[WHAT IS EXPECTED] Copy out word for word the lines below, starting with the line that contains "Would you point out the white baseboard" and going on through the end of the entries.

---- EXTRACTED MATERIAL

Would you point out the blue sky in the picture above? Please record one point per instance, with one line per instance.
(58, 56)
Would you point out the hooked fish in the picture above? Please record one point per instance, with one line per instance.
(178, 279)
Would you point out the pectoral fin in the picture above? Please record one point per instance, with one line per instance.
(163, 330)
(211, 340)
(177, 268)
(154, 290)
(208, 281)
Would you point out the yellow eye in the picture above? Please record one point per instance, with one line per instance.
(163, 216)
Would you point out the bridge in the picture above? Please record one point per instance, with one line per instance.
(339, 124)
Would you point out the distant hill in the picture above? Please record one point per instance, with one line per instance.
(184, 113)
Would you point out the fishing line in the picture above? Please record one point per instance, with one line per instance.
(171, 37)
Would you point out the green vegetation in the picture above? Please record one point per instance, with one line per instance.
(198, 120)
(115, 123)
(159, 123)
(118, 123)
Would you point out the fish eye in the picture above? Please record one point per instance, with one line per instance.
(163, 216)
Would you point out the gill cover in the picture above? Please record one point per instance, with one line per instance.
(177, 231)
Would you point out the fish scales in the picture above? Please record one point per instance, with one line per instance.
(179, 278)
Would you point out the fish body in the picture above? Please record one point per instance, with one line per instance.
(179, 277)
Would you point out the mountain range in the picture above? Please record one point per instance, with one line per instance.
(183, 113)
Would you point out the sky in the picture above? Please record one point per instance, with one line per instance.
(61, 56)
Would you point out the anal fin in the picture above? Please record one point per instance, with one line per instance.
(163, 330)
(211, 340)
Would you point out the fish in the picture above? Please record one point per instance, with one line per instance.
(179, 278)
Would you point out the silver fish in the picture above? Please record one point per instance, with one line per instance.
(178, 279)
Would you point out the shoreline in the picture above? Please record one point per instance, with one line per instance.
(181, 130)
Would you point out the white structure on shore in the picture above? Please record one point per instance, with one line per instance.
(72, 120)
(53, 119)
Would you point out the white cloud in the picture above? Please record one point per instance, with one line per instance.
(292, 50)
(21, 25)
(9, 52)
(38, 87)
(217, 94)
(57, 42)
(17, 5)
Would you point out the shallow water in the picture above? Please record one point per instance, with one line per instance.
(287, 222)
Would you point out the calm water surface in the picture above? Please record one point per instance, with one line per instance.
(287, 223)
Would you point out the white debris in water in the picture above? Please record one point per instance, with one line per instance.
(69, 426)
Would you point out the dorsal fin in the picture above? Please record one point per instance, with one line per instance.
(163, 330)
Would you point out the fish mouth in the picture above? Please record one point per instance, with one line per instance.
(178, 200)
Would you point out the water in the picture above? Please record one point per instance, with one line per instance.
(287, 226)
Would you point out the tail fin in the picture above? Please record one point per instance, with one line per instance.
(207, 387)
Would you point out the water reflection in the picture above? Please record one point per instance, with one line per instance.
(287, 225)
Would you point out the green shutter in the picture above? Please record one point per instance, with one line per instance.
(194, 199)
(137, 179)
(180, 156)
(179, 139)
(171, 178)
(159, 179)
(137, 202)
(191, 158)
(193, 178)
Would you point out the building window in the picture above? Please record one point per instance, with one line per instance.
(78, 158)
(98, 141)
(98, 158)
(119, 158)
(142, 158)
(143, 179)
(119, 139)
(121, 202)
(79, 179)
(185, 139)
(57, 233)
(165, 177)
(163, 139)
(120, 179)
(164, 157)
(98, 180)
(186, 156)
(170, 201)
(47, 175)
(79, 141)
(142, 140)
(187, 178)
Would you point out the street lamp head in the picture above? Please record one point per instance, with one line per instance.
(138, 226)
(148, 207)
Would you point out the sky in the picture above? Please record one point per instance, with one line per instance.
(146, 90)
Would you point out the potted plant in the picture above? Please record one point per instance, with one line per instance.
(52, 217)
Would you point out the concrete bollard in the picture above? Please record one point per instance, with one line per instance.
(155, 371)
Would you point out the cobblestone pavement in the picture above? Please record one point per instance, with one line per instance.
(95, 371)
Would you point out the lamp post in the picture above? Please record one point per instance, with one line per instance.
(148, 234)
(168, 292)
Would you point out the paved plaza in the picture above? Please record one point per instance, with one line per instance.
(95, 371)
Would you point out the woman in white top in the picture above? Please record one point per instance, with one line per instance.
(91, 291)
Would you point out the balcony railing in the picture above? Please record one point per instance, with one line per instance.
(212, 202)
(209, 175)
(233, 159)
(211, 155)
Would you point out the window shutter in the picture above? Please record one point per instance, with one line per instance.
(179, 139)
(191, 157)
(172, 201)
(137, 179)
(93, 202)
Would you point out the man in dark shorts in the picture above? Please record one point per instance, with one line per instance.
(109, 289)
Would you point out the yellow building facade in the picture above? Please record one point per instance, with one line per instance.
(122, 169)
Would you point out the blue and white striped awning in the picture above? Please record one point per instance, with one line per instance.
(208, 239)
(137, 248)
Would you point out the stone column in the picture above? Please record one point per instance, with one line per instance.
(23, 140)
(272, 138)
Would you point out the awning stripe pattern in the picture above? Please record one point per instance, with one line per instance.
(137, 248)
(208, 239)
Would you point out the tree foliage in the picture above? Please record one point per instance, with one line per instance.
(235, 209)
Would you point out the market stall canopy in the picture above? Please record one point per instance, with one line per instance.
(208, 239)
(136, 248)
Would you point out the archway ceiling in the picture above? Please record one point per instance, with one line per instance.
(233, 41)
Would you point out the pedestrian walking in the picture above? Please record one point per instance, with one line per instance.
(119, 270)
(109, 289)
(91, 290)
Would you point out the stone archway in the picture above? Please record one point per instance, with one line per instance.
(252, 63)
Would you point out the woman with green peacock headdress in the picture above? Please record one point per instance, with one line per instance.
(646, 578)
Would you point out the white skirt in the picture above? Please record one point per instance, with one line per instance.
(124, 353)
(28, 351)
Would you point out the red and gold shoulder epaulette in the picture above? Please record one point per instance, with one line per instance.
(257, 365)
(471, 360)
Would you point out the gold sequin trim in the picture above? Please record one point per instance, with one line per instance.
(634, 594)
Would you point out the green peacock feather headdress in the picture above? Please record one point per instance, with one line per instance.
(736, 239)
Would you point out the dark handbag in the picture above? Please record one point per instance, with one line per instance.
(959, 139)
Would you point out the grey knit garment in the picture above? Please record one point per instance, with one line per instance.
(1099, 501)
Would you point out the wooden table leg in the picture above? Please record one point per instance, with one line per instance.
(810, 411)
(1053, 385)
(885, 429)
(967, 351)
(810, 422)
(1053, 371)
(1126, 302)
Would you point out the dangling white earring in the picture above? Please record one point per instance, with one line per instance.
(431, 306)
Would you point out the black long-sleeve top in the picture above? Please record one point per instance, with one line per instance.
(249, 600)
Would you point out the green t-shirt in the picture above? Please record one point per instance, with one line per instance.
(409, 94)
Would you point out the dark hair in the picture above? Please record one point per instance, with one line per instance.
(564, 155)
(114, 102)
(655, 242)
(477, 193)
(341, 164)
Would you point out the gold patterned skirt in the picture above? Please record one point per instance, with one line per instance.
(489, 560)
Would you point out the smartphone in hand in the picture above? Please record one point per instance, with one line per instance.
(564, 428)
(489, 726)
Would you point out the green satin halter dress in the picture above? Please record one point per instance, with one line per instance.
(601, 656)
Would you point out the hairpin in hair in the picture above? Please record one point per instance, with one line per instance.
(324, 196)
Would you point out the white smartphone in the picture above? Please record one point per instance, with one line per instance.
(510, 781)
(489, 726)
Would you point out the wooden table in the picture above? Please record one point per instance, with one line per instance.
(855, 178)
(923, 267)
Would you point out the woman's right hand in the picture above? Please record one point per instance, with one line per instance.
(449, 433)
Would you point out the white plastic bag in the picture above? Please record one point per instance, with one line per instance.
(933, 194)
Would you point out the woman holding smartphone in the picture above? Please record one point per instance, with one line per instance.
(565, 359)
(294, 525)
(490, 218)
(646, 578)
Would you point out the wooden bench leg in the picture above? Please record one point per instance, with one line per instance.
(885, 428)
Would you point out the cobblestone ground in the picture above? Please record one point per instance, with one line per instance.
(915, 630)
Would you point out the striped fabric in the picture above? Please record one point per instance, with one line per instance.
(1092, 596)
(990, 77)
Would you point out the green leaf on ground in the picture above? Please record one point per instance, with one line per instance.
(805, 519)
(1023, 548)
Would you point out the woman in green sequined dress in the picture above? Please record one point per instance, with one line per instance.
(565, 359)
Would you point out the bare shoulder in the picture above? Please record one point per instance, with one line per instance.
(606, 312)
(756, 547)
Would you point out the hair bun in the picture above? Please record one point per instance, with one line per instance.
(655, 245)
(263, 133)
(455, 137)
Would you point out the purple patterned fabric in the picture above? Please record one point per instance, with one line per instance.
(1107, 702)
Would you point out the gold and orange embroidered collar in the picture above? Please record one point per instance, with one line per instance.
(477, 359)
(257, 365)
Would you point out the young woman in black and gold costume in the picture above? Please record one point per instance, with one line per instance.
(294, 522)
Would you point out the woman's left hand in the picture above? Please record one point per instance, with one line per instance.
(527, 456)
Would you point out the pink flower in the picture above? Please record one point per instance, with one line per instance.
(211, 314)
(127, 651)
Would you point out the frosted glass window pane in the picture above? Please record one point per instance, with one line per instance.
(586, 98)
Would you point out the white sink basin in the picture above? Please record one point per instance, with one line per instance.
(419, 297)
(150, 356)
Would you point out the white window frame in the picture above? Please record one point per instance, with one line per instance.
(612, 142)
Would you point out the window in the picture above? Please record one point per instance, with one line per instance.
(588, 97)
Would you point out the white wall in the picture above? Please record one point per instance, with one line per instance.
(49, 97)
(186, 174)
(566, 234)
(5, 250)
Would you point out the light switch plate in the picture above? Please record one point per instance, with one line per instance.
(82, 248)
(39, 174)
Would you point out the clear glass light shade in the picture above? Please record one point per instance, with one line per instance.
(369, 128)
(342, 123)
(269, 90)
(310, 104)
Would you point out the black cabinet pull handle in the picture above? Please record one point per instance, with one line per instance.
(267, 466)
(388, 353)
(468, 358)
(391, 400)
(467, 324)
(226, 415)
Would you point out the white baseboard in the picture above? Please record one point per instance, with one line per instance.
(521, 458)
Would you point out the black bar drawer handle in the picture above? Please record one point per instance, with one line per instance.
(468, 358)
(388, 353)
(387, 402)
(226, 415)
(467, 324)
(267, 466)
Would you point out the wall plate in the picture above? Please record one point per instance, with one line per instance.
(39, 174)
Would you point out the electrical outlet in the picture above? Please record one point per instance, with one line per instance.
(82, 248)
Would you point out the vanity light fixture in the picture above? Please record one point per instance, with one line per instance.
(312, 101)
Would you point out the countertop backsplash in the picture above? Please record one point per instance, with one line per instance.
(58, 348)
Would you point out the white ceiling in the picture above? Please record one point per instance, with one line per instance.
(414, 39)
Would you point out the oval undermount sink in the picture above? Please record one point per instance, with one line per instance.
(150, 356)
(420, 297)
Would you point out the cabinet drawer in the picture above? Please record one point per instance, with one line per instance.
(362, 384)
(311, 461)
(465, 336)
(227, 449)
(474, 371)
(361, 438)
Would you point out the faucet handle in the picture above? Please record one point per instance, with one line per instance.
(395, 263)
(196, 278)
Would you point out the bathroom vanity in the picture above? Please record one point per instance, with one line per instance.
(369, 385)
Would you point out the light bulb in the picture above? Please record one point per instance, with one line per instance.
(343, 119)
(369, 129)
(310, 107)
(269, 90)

--------

[THE RESPONSE]
Would you point out the white baseboard in the picture above? Please record one point per instance, with one line per instance.
(521, 458)
Would you point out the black bar drawer handle in the picture above? Please record one point per instance, with one line per instance.
(468, 358)
(388, 353)
(387, 402)
(226, 415)
(467, 324)
(267, 466)
Would you point out the wall plate in the picture above? Please record one point per instance, with one line per instance.
(39, 174)
Would you point out the electrical outlet in the picture above? Please record one point per instance, with one line per instance.
(82, 248)
Would you point out the vanity light fixture in the picture above? Please record one point per instance, with one line per instance.
(312, 101)
Would you point out the countertop backsplash in the picture above? Please record one point per instance, with one line per instance.
(58, 348)
Would you point out the white ceiling in the picture above? Please record one point per instance, with one line per instance.
(414, 39)
Would you point out the oval undermount sink in the picture above? Please record one point per instance, with one line per instance.
(150, 356)
(420, 297)
Would you point out the cabinet drawer in the picture above? Please record one point per instance, with one line per instance.
(362, 384)
(311, 461)
(465, 336)
(227, 449)
(474, 371)
(361, 438)
Would you point out the faucet handle in the picture above? Please record one point per instance, with one line per instance.
(395, 263)
(196, 278)
Would you point out the bathroom vanity in the picture above? Please record one point per instance, with one line per instance.
(369, 385)
Would you point out the light bulb in the picture above? Please record one point per instance, with one line per instance.
(343, 119)
(369, 129)
(310, 107)
(269, 90)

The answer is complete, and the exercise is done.